### Goal of the exercise
Copy out each line of the material below with no changes.

━━ Dataset extract ━━

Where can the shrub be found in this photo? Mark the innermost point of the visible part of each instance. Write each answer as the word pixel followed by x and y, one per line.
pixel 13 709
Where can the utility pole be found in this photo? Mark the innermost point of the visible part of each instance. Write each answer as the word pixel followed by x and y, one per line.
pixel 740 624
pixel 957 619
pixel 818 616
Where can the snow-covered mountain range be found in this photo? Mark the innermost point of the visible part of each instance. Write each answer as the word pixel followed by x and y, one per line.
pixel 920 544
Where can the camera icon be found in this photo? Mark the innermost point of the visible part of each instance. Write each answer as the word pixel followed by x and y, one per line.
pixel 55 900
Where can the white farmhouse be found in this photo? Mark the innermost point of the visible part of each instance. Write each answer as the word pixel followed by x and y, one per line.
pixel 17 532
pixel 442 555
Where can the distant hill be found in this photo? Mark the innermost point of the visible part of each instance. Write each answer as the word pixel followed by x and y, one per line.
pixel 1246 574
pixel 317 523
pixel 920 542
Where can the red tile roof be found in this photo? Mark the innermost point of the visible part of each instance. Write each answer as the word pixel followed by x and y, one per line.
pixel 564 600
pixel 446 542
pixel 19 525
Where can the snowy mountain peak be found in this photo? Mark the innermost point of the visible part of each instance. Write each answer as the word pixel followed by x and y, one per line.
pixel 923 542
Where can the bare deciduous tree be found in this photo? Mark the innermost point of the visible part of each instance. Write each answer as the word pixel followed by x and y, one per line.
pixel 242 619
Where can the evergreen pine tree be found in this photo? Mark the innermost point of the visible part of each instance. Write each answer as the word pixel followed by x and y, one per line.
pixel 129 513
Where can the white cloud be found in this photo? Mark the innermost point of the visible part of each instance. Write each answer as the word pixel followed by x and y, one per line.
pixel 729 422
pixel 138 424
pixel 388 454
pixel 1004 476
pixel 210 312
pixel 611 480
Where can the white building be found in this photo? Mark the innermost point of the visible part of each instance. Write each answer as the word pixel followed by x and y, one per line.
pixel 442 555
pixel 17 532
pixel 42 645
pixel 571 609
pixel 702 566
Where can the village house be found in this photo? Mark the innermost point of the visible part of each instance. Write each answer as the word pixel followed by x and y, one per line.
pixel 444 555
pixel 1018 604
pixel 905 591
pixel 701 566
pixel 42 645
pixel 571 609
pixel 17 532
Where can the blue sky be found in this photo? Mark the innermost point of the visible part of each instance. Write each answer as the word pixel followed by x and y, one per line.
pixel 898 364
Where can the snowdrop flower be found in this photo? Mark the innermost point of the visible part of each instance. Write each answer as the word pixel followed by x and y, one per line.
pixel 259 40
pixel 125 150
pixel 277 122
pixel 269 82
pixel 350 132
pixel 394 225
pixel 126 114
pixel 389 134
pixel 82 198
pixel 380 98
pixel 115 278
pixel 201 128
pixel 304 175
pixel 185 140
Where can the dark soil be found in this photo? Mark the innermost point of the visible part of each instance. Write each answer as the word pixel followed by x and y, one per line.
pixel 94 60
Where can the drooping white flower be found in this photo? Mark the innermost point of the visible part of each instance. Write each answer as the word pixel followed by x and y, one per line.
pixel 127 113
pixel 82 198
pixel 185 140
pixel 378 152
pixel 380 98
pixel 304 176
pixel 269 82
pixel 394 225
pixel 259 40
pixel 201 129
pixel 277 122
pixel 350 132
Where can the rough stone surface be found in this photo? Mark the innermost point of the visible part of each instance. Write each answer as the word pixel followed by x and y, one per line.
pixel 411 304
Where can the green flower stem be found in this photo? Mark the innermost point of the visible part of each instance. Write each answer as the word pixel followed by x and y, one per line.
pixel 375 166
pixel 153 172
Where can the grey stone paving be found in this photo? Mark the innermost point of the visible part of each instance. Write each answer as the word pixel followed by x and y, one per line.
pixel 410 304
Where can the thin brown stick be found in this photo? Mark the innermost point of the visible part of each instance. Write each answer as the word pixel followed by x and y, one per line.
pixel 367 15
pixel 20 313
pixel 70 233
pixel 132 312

━━━

### Exercise solution
Where can the shrub be found in this photo? Mark the innermost point of the visible part of each instance. Write each answer as the word pixel followed by x and y, one per line.
pixel 13 709
Where can the utility pole be found in this photo? Mark the innermost point of the visible part of each instance. Write each answer as the word pixel followed by x and y, one per line.
pixel 740 624
pixel 957 619
pixel 818 616
Where can the snow-covered mountain range be found in this photo? Mark the innermost point of the visible part of each instance. Write each answer as the word pixel followed by x and y, one per line.
pixel 920 544
Where can the camera icon be found in this photo? Mark the innermost point of the visible part of each instance. Write each answer as the word pixel followed by x and y, one per line.
pixel 55 900
Where can the white farmhouse be found in this photo? Mark the innermost point of the visible part of each instance. Write each answer as the word pixel followed by x and y, one per line.
pixel 17 532
pixel 442 555
Where can the distant hill be found in this photo? Mark the innermost point of the visible part of each instance. Write each answer as the word pixel followed by x and y, one per line.
pixel 1246 574
pixel 317 523
pixel 920 542
Where can the red tile roof be found in this photo? Mark the innermost point of the visible part of each instance. Write each answer as the word pixel followed by x and y, one per line.
pixel 564 600
pixel 446 542
pixel 19 525
Where can the snowy mountain peak be found in this photo? Mark the innermost point of the visible part of each instance. Write each answer as the word pixel followed by x and y, one per line.
pixel 923 542
Where can the bare deciduous tree be found in this photo? Mark the innermost point of the visible part of each instance. Write each answer as the word pixel followed by x and y, one per line.
pixel 242 619
Where can the evergreen pine tree be found in this photo? Mark the innermost point of the visible part of each instance. Write each answer as the word pixel followed by x and y, one per line.
pixel 129 513
Where can the white cloud be found in this photo? Mark the innermost point of the visible part of each instance. Write each answer as the word pixel followed by x and y, one per line.
pixel 729 422
pixel 138 424
pixel 388 454
pixel 1004 476
pixel 210 312
pixel 611 480
Where can the white building be found in this photo? Mark the innermost point of the visible part of each instance. Write each answer as the word pixel followed by x and y, one per line.
pixel 442 555
pixel 17 532
pixel 42 645
pixel 571 609
pixel 702 566
Where can the village house be found in this photo? Mark the innermost point of the visible part of each instance. Write each answer as the word pixel followed by x and y, one per line.
pixel 444 555
pixel 1018 604
pixel 905 591
pixel 701 566
pixel 42 645
pixel 571 609
pixel 17 532
Where can the blue sky be found in this photo? Mark the innermost point of the visible part of each instance. Write each answer as the word pixel followed by x and y, one per line.
pixel 898 364
Where can the snowdrop flower be found in this photo? Mark the innermost point of the visible part of each instance. Write each answer as the word pixel followed by x and y, one per line.
pixel 259 40
pixel 125 150
pixel 277 122
pixel 269 82
pixel 350 132
pixel 394 225
pixel 126 114
pixel 389 134
pixel 82 198
pixel 380 98
pixel 115 278
pixel 201 128
pixel 304 175
pixel 185 140
Where can the dark soil be found in this photo? Mark the innermost point of the visible part of each instance. Write each answer as the word pixel followed by x and y, one per line.
pixel 94 60
Where can the drooping white flower be found in this photo? Mark the innermost point of the visible part of each instance. Write each answer as the word pixel followed by x and y, one per line.
pixel 127 113
pixel 82 198
pixel 185 140
pixel 378 152
pixel 380 98
pixel 304 176
pixel 269 82
pixel 394 225
pixel 259 40
pixel 201 129
pixel 277 122
pixel 350 132
Where can the rough stone surface be found in this photo? Mark the innermost point of the visible part of each instance. Write each answer as the word pixel followed by x and y, one per line.
pixel 411 304
Where can the green flower stem be found in this photo? Mark the innermost point of the visible part of each instance. Write each answer as the word pixel followed by x and y, one per line.
pixel 375 166
pixel 153 172
Where can the grey stone paving be found in this photo? Mark the innermost point of the visible part of each instance. Write each answer as the word pixel followed by x and y, one per line.
pixel 410 304
Where can the thin brown stick be found in this photo? Mark the innermost point of the visible part of each instance. Write each answer as the word pixel followed by x and y, one per line.
pixel 367 15
pixel 20 313
pixel 70 233
pixel 132 312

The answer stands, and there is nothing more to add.